— Problem requirements —
Of the records that follow, copy only the lines from the line containing "column 664, row 782" to the line containing "column 481, row 193", both included, exactly as written.

▽

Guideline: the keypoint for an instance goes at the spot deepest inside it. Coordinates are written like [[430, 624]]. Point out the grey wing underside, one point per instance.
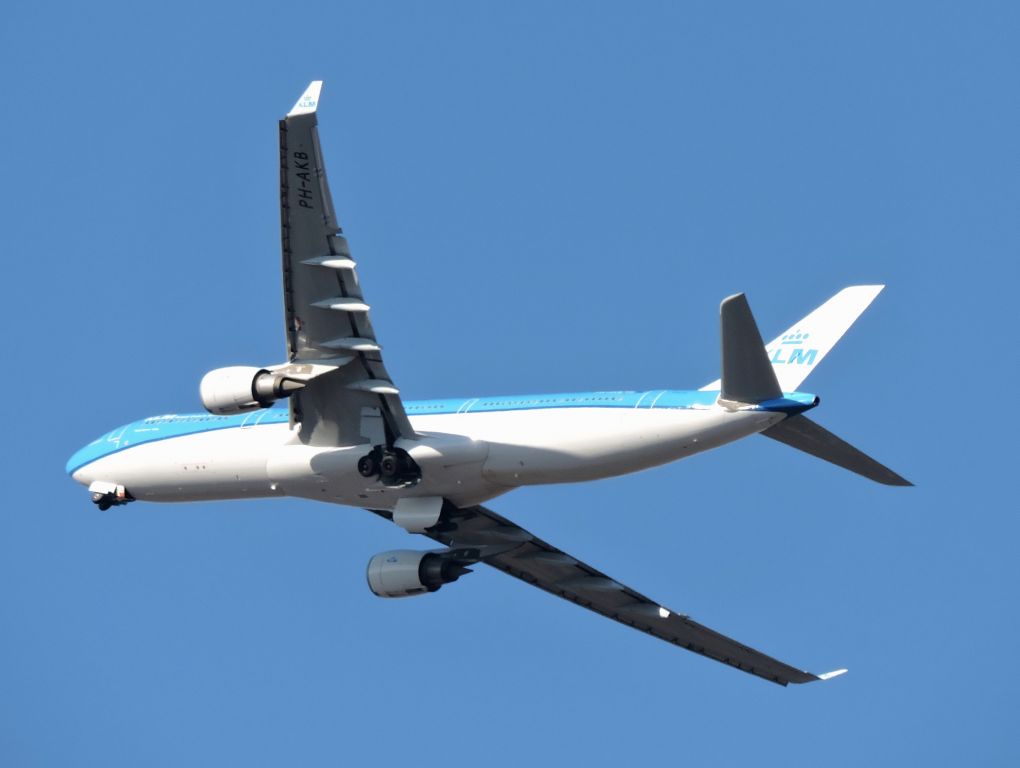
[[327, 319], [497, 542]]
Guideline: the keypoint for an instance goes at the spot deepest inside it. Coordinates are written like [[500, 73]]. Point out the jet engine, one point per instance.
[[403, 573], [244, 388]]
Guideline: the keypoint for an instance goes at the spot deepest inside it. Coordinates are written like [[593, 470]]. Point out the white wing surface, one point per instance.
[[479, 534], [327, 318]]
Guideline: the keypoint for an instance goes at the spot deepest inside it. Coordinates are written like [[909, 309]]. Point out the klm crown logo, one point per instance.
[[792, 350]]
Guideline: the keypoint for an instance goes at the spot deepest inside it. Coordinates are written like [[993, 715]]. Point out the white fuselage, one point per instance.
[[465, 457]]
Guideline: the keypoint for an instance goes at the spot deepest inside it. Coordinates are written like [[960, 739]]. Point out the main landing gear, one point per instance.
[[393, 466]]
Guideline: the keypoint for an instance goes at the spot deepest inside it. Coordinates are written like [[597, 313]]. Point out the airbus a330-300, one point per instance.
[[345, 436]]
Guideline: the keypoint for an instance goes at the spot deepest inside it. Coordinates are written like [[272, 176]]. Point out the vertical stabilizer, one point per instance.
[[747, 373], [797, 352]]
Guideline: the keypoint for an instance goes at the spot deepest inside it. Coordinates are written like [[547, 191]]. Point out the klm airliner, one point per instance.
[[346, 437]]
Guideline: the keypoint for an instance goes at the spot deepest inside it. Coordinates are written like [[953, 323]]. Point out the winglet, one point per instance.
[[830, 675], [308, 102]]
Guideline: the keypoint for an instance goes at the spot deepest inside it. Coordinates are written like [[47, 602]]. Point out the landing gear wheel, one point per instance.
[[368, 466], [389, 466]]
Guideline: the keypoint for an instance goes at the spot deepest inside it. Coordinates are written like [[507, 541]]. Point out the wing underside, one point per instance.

△
▽

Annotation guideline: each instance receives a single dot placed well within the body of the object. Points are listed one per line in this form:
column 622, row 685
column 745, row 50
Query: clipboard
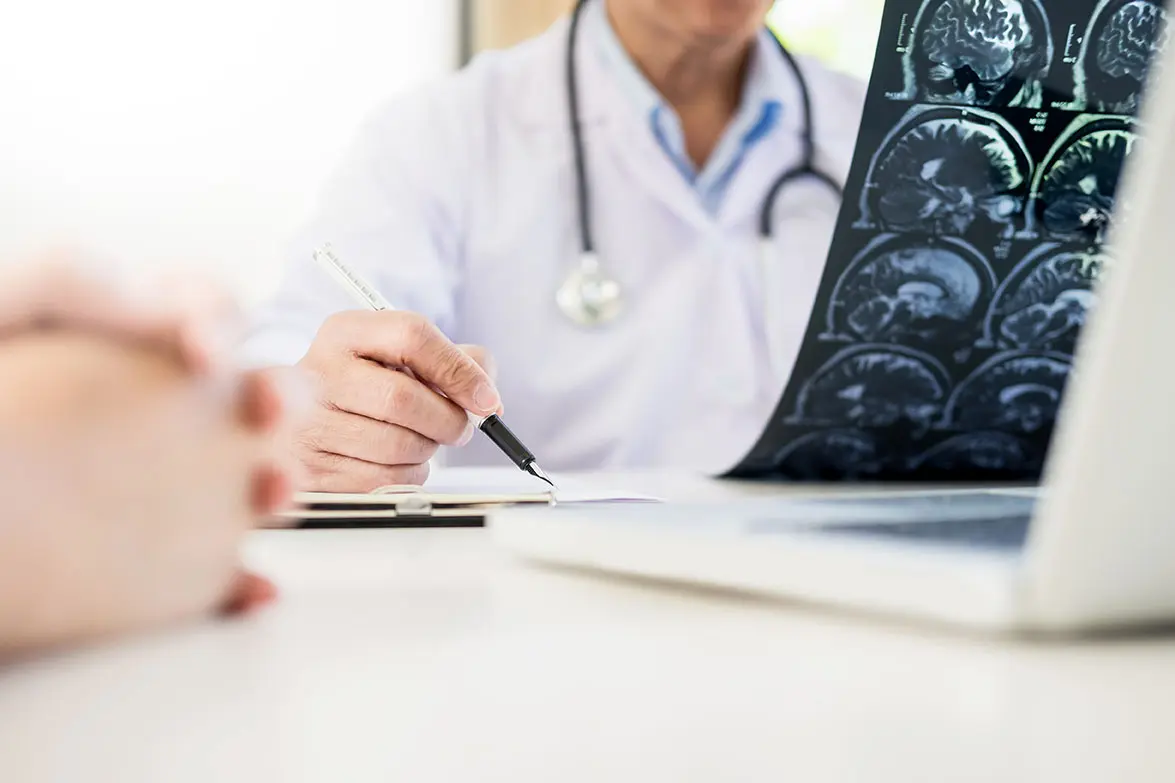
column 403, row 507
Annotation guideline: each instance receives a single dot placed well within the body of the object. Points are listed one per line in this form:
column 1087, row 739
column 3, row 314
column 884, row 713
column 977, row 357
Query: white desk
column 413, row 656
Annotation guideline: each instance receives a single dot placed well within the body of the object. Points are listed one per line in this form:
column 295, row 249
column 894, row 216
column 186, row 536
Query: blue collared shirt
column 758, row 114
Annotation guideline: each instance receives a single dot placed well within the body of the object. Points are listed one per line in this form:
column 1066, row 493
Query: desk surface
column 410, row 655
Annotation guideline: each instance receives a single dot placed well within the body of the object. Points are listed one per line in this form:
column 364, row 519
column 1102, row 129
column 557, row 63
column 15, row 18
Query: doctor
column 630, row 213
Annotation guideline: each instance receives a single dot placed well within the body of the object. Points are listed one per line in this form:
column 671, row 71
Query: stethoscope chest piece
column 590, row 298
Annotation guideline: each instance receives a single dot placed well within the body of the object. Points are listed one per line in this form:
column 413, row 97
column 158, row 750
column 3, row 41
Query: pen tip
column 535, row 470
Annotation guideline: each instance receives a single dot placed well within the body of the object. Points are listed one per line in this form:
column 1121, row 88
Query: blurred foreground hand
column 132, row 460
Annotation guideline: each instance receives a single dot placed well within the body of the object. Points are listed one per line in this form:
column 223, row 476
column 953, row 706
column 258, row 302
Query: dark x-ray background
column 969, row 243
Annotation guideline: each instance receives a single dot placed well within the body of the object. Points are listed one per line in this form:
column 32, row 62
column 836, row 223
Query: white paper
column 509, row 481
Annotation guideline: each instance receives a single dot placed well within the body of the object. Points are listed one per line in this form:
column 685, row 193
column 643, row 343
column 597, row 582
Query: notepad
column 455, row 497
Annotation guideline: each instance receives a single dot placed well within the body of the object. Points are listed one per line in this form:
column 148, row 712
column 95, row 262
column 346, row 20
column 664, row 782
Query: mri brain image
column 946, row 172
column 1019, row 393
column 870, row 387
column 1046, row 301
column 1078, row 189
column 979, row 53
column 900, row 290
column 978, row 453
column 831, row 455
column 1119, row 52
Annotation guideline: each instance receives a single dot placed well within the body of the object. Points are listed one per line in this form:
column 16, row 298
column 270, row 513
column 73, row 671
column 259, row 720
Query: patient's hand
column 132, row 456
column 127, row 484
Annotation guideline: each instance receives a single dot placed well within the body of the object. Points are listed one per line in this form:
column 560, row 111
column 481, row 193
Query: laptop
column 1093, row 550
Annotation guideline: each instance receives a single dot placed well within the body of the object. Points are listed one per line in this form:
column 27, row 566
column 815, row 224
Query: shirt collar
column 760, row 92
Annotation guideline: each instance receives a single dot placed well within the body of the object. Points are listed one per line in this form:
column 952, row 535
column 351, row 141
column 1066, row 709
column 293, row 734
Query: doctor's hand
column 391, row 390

△

— Finished exercise —
column 664, row 782
Query: mri brain image
column 946, row 172
column 1019, row 393
column 870, row 387
column 1046, row 301
column 1078, row 189
column 979, row 53
column 900, row 290
column 978, row 453
column 831, row 455
column 1119, row 52
Annotation guideline: each instance receives a single dot placed well within the body of the object. Points are listed one per line in this form:
column 16, row 298
column 270, row 513
column 73, row 671
column 259, row 720
Query: patient's hand
column 132, row 456
column 127, row 484
Annotation guideline: each instance receives a single dot placed well within the body of the object. Points are listed one per line in this form:
column 560, row 111
column 481, row 193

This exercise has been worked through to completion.